Pray Truth for all and say Satsriakal!

Dear Rosethorne Ji!

You wrote "That Sikhi is very Logical undoubtably."
Logic is under the domain of mind. I have heard God is beyond logic.

You also wrote "Like when we want to have NAAM then We Have to have more SIMRAN."
Please elaborate it. Is NAAM received after having more Simran? I feel first NAAM is received and Simran begins.

You mentioned some hundred-year-old tradition "When we want to be Baptised by GURUS then we need to have PAHUL."
These days, PAHUL is received from five persons in a particular ceremony wearing a special dress imagining the presence of the Guru.

Are you sure when you write "Whatever the Janey-oo is I may not able to find the Truth about it, But in My view it is not a way to go to AKAL at all."

I am convinced why Guru Nanak Ji praised the true Janay-oo.

He even sang to wear it till the Jot (Soul) is in the body, along with NAAM.

Gurdev is singing.

bwhir jnyaU ijcru joiq hY nwil ]
"baahar janay-oo jichar jot hai naal."
Outside Janay-oo till Jot keeps company.

DoqI itkw nwmu smwil ]
"Dhotee tikaa naam samaal."
Dhotee, Tikka and Naam, be aware of.

AYQY EQY inbhI nwil ]
"aithai othai nibhee naal."
Here, there keep along.

ivxu nwvY hoir krm n Bwil ]2]
"vin naavai hor karam na bhaal." ||2|| SGGS Ang 355-5
Without NAAM, do not manage other activities.

I wish all true Sikhs the wisdom and state above birth and death on earth.

I pray you receive true Simran and transcend the worldly cotton Janay-oo and other symbols.

Love.


Balbir Singh


----------



## vijaydeep Singh (Mar 17, 2006)

Balbir Singh said:
			
		

> Satsriakal to all and Vijaydeep Singh Ji!
> 
> There is a difference. Gurus sing songs of the Truth experienced. The story tellers write what the Gurus meant and how the outer world looked around them.
> 
> ...


 
Gurfateh

Respected Singh Sahib Balbeer Singh Ji,

Das is sooory if something wrong was writtan.

Das only draw inferance that as Yagyopaveeet in past was symbol of education(with Sanatan Scriptures).

We have our Five Ks as symbol of spritual upliftment.So removal of Yagyopveet and going in for Amrit Sanaskar for us might have meant from mental upliftment to spritual one and former can die like veigtable but latter is eternal.

So Bani could be our Janeu as well as our Sunnat(Circumsnenseion) and same is our Amrit.

Forgive noivce like das for anything wrong.But Akal did give new defiantion of Janeu as Truth via our Masters.


----------



## rosethorne (Mar 17, 2006)

Photo-based point labeling data:
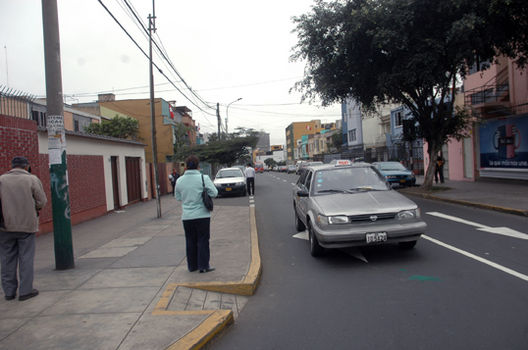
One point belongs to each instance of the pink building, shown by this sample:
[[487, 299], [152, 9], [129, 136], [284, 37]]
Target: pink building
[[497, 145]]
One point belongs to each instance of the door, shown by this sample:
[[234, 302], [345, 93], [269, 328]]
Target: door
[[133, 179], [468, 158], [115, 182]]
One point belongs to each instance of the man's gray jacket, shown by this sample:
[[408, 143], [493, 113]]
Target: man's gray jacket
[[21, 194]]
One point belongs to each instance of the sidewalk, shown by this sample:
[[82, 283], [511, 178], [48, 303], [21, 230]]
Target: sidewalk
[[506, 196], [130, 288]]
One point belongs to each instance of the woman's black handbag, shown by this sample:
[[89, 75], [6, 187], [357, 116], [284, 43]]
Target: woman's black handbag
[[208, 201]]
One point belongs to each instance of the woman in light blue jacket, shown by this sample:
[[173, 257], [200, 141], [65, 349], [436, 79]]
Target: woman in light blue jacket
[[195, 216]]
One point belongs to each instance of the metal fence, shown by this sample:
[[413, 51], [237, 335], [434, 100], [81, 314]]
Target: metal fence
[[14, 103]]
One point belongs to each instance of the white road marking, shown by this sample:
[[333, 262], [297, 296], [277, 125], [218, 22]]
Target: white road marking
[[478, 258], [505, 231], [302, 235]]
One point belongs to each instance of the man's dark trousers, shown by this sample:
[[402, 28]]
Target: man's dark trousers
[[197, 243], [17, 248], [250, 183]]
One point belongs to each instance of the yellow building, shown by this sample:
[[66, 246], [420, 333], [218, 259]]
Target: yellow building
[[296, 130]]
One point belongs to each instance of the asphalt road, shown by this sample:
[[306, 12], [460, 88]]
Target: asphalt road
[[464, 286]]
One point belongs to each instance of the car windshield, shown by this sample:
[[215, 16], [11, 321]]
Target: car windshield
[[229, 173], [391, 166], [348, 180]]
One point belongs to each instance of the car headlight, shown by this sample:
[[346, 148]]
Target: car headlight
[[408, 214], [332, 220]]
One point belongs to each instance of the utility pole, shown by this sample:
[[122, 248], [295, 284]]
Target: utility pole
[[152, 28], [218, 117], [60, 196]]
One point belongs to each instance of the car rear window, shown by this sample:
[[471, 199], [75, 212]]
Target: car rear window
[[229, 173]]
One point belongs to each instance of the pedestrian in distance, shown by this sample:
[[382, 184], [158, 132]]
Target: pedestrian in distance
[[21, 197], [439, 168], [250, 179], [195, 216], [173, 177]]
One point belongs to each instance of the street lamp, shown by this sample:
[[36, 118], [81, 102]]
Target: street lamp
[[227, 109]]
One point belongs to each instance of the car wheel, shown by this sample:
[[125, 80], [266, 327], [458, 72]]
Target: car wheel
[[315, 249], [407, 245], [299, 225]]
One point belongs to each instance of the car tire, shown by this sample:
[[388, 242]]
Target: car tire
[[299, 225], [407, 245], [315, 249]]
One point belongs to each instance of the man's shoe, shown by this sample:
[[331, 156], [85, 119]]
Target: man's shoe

| DIRECTIVE 1 |
List every statement by Rosethorne Ji that Balbir Singh quotes in his message in the forum thread on the Janeu.
| DIRECTIVE 2 |
Proceed with the forum thread on the Janeu from the point where it stops.

| EXPECTED OUTPUT 1 |
1. "That Sikhi is very Logical undoubtably."
2. "Like when we want to have NAAM then We Have to have more SIMRAN."
3. "When we want to be Baptised by GURUS then we need to have PAHUL."
4. "Whatever the Janey-oo is I may not able to find the Truth about it, But in My view it is not a way to go to AKAL at all."

| EXPECTED OUTPUT 2 |
Dear Balbir Singhji, One thing I have to say that all of us are humans and when you are asking about What to do with Janey-oo for the sikhs. Ok, You made this question of the topic, And I'm sorry about to say that you are asking about the logic behind any gursikh can say about this, This was your main objective. And when you are saying that GOD is beyond logics then also I'm sorry to say that it is universal fact, You are not the only knowing of it. Every human brain is depending on logics. Janey-oo is on logics and GOD is not. They don't have any similarity at all. You youself have given the wrong direction to your post topic. True Janey-oo is again a question of spirituality and you have not Given any light on this in your topic. And when light is not at ur Soul and Heart then What is True Janey-oo and what is Amrit. This question has no significance.  And one thing have to say That As a true Gursikh you have written in you post that "You mentioned some hundred-year-old tradition "When we want to be Baptised by GURUS then we need to have PAHUL."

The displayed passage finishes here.